:: SELECTED EXCERPT ::
%%
A Journey into Stalinist Moscow of the 1930s – 1950s
Text and photos Dr. Olga Zinovieva

In the early 1930s, Josef Stalin became the sole leader of Soviet Russia and was able to focus on the industrial development of the country that he had been fighting so vigorously for with his rivals. His political and economic reforms through the Five-Year Plans were to turn Russia into a leading world power. This was the realization of a provocative dream, considering the drama with the ruined economy, shortages, disruption of supplies and the brain drain caused by the October Revolution of 1917 and the Civil War that ensued.

One of the urgent goals the Bolshevik Party set itself was to make people work very hard for the sake of the bright future. Stalin’s life experience and unfinished education at a theological seminary in Georgia had helped him recognize that art, music and architecture could inspire people to sacrifice themselves on the labor and agricultural battlefields. The role that monumental propaganda in different cultures had played in fostering such sacrifice was well known; whether it was a temple in Ancient Egypt or a Jesuit monastery. Stalin was a brilliant choreographer of mass ceremonies but he badly needed ceremonial locations, broad squares, straight avenues and lavishly decorated palaces.

Contemporary Moscow skyline, still dominated by Stalinist architecture

The constructivism of the 1920s, architecturally austere, almost complete devoid of any decor, could hardly support examples of dedicated labor or glorious pictures of Soviet prosperity.
%%
:: SUPPLIED MATERIAL ::
%%
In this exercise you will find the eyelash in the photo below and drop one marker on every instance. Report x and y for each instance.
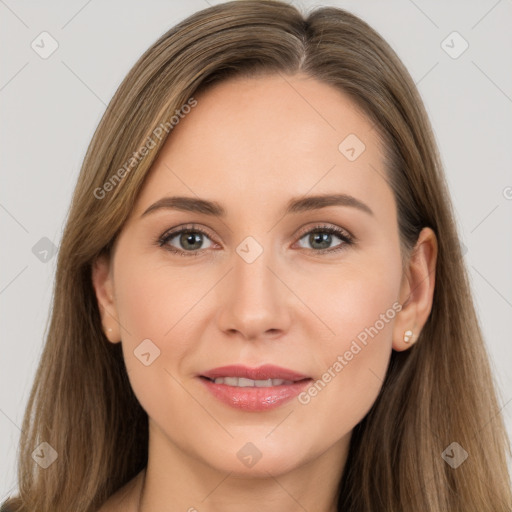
%%
:: WHAT THIS TASK INVOLVES ::
Copy the whole excerpt on Stalinist Moscow, above the data, word for word.

:: REPLY TO THE TASK ::
A Journey into Stalinist Moscow of the 1930s – 1950s
Text and photos Dr. Olga Zinovieva

In the early 1930s, Josef Stalin became the sole leader of Soviet Russia and was able to focus on the industrial development of the country that he had been fighting so vigorously for with his rivals. His political and economic reforms through the Five-Year Plans were to turn Russia into a leading world power. This was the realization of a provocative dream, considering the drama with the ruined economy, shortages, disruption of supplies and the brain drain caused by the October Revolution of 1917 and the Civil War that ensued.

One of the urgent goals the Bolshevik Party set itself was to make people work very hard for the sake of the bright future. Stalin’s life experience and unfinished education at a theological seminary in Georgia had helped him recognize that art, music and architecture could inspire people to sacrifice themselves on the labor and agricultural battlefields. The role that monumental propaganda in different cultures had played in fostering such sacrifice was well known; whether it was a temple in Ancient Egypt or a Jesuit monastery. Stalin was a brilliant choreographer of mass ceremonies but he badly needed ceremonial locations, broad squares, straight avenues and lavishly decorated palaces.

Contemporary Moscow skyline, still dominated by Stalinist architecture

The constructivism of the 1920s, architecturally austere, almost complete devoid of any decor, could hardly support examples of dedicated labor or glorious pictures of Soviet prosperity.